Task input: Begin
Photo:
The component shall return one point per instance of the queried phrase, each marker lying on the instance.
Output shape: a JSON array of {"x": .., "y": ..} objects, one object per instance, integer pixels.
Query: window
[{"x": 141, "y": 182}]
Task input: End
◆ **Exercise description**: Some lines of the data may hold the word "instance". Say how many do, with nothing else.

◆ **Written response**: 2